Z Trim Sets Off My Paranoia

By Laura Moncur @ 5:00 am — Filed under:

Z Trim just sets off my paranoia.Maybe it’s because I was fed too much sorbitol as a child and dealt with the painful side-effects at the age of five. Maybe it’s because we have been promised weight loss for over fifty years with artificial sweeteners with only obesity rates rising. Whatever the reason, the minute I read this article from Slashfood, my hackles raised up.

Z Trim is being marketed as a fat replacement. It is made of oat fiber that is ground so fine that when it is reconstituted with water, it feels like creamy fat. Oat fiber, that’s a good thing, so I don’t think Z Trim is going to poison me or give me cancer, but something about it just sets off my paranoia.

Task list:
(A) Translate this sentence from the Z Trim post into Spanish: "Z Trim is being marketed as a fat replacement."
(B) According to the Z Trim post, what is Z Trim made of?
None of the rows that follow are needed here.

Given entries:

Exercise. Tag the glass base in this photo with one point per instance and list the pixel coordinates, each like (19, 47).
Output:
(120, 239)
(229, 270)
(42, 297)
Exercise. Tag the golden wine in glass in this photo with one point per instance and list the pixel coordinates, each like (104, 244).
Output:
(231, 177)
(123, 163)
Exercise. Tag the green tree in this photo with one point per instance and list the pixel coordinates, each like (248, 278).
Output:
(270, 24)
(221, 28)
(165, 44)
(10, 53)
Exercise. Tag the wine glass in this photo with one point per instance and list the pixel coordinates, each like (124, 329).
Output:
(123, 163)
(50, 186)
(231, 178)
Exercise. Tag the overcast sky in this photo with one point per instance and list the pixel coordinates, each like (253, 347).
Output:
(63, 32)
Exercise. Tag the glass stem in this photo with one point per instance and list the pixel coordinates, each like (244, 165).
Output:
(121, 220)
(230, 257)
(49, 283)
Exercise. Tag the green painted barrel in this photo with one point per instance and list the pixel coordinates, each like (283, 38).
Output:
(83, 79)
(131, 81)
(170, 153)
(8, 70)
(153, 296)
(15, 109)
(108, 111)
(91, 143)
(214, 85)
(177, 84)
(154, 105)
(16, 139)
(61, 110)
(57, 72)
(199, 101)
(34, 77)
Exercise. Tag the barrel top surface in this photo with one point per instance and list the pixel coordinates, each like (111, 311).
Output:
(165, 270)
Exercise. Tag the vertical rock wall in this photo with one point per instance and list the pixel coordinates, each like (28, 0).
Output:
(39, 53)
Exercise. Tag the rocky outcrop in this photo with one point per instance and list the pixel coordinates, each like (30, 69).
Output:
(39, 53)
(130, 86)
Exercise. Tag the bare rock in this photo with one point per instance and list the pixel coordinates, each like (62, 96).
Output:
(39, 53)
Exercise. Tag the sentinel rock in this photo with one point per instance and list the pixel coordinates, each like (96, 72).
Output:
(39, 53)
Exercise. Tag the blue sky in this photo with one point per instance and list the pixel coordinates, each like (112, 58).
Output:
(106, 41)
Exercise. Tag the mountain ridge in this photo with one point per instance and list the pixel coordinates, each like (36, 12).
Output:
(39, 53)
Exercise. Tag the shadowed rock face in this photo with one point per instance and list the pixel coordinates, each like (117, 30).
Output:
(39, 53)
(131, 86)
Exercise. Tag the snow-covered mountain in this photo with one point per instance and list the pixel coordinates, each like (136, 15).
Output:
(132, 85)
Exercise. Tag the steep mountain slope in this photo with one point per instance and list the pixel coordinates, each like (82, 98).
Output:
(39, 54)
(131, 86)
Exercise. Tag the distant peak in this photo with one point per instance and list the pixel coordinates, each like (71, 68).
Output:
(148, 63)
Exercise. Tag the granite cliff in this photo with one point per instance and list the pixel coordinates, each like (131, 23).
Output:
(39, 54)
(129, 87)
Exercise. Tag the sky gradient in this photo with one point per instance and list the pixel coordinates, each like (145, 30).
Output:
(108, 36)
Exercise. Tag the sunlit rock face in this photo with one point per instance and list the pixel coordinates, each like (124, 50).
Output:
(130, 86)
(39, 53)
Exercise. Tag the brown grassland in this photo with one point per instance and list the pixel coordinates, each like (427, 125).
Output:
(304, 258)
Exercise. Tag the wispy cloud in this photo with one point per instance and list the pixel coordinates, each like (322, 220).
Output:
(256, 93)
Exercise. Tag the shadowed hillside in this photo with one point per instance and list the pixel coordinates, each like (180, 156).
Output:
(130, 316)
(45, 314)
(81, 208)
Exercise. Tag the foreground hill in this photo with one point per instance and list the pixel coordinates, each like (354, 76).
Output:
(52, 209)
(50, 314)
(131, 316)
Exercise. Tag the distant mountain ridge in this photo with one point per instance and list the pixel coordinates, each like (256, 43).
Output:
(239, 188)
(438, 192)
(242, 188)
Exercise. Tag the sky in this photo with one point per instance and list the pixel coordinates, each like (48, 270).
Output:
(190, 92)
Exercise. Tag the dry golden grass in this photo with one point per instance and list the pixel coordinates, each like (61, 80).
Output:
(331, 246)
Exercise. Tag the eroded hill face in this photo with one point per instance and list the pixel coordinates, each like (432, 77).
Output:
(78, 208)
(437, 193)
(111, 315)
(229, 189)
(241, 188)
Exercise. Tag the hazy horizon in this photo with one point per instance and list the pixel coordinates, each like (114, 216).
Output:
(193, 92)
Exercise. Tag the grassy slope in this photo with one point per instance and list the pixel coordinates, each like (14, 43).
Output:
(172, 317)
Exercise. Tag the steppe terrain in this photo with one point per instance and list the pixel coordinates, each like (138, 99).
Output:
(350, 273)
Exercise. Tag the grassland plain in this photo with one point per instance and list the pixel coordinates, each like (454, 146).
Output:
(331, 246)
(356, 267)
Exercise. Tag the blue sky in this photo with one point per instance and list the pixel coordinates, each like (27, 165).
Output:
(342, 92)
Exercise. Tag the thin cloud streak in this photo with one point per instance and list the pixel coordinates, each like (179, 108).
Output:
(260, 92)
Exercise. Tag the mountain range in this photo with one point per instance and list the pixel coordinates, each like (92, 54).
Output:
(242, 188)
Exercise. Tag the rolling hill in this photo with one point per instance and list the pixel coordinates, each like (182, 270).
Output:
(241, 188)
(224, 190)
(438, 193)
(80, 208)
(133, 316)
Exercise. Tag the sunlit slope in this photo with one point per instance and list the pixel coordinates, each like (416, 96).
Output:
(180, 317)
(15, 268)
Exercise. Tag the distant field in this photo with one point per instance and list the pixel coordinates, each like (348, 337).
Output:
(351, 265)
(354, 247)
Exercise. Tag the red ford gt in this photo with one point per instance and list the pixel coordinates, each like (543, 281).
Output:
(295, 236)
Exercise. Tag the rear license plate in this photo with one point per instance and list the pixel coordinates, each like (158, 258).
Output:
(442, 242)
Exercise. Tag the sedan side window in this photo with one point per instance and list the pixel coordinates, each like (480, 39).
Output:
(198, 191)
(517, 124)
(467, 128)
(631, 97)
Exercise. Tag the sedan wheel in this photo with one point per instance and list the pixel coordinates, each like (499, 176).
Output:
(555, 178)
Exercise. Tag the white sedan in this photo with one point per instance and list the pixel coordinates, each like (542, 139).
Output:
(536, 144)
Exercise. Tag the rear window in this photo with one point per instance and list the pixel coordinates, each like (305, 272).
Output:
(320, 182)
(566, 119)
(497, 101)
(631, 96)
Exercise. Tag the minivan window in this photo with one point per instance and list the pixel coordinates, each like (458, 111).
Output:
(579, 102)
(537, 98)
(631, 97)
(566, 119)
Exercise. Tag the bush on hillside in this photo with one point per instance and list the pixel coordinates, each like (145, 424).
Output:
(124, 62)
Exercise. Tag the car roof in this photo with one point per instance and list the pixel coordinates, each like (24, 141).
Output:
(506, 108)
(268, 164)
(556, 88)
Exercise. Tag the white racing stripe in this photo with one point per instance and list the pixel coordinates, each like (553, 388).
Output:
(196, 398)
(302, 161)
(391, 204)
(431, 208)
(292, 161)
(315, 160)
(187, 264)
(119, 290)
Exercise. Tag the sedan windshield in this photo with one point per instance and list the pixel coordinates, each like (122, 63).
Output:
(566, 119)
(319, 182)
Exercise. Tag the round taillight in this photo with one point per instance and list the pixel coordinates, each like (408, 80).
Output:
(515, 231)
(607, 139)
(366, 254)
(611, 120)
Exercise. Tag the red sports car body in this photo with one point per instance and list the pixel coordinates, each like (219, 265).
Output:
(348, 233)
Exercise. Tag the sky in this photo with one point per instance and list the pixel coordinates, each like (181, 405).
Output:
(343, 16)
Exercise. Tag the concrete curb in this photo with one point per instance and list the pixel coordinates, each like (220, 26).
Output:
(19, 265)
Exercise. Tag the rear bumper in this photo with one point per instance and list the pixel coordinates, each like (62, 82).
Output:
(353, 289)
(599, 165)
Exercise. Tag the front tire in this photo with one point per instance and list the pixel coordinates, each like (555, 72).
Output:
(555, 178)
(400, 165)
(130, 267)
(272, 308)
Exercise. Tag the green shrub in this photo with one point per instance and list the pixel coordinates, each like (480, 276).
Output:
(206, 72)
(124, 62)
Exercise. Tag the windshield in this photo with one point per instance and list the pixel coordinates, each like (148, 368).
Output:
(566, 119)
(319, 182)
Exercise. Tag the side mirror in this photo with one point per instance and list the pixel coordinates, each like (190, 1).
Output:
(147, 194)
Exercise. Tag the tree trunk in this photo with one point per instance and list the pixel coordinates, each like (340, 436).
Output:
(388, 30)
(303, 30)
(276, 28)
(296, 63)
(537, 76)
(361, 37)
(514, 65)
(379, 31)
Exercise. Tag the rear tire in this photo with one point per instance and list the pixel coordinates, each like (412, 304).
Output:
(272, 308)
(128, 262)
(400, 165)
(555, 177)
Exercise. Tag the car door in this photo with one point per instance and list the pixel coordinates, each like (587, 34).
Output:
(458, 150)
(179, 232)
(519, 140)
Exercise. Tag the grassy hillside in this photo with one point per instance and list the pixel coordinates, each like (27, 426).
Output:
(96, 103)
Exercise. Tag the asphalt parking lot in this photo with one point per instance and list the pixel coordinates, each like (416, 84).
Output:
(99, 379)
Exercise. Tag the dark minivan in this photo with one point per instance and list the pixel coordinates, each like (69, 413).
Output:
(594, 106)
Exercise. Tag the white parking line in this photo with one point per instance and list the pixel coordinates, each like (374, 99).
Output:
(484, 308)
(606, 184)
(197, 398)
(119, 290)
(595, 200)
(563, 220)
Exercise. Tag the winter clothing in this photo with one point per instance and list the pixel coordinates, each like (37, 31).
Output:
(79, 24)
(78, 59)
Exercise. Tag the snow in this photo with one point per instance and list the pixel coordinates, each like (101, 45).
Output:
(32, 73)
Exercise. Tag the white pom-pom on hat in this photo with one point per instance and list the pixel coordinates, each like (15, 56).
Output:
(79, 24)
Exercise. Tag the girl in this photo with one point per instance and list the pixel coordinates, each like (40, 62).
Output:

Exercise solutions:
(A) Z Trim se está comercializando como sustituto de la grasa.

(B) Oat fiber ground very fine.